→ Extract provided

# # #

1987–88 Turkish Cup

Tournament details
- Country: Turkey
- Teams: 68

Final positions
- Champions: Sakaryaspor (1st title)
- Runners-up: Samsunspor

Tournament statistics
- Matches played: 98
- Goals scored: 288 (2.94 per match)
- Top goal scorer(s): Serdar Şenkaya (6 goals)

= 1987–88 Turkish Cup =

The 1987–88 Turkish Cup was the 26th edition of the annual tournament that determined the association football Süper Lig Turkish Cup (Türkiye Kupası) champion under the auspices of the Turkish Football Federation (Türkiye Futbol Federasyonu; TFF). Sakaryaspor successfully contested Samsunspor 3–1 in the final. The results of the tournament also determined which clubs would be promoted or relegated.

# # #

→ Dataset rows

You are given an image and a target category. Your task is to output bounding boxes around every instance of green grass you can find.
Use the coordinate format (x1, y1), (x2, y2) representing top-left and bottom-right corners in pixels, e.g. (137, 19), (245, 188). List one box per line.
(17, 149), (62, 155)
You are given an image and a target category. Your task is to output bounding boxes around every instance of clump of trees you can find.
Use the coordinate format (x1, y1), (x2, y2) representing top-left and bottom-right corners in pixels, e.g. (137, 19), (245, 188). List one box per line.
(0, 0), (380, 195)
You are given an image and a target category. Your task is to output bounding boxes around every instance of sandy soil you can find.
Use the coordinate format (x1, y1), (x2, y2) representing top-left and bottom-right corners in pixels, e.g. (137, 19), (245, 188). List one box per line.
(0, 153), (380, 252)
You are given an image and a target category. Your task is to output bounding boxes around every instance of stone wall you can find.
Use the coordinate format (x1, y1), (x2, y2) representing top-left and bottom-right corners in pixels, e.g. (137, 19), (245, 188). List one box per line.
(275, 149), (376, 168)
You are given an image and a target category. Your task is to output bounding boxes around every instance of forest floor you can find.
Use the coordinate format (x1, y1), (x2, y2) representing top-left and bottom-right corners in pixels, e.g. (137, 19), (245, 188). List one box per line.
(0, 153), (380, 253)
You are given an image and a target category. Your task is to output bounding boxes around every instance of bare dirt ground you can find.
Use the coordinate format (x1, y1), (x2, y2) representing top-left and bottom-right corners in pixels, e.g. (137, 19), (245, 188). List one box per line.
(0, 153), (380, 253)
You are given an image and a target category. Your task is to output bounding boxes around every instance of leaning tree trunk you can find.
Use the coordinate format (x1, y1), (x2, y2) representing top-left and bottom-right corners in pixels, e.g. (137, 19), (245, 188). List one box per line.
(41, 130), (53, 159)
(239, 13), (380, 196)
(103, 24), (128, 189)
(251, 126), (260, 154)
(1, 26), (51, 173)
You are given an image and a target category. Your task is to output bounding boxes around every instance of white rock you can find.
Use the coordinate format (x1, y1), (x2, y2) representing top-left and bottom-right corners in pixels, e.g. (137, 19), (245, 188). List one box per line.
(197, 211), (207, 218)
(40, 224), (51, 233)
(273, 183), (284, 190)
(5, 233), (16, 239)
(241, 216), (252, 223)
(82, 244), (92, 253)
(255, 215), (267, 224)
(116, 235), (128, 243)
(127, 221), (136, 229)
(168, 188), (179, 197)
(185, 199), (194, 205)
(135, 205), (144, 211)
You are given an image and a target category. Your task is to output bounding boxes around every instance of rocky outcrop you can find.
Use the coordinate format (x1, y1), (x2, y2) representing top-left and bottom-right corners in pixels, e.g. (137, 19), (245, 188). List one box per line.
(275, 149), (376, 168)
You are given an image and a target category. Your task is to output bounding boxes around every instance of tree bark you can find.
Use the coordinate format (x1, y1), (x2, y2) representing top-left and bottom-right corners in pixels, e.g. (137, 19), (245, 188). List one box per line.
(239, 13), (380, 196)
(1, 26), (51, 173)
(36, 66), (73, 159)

# # #

→ Problem statement
In the 1987–88 Turkish Cup text, please state who was the tournament's top goal scorer and how many goals he scored.

→ Answer
Serdar Şenkaya, with 6 goals.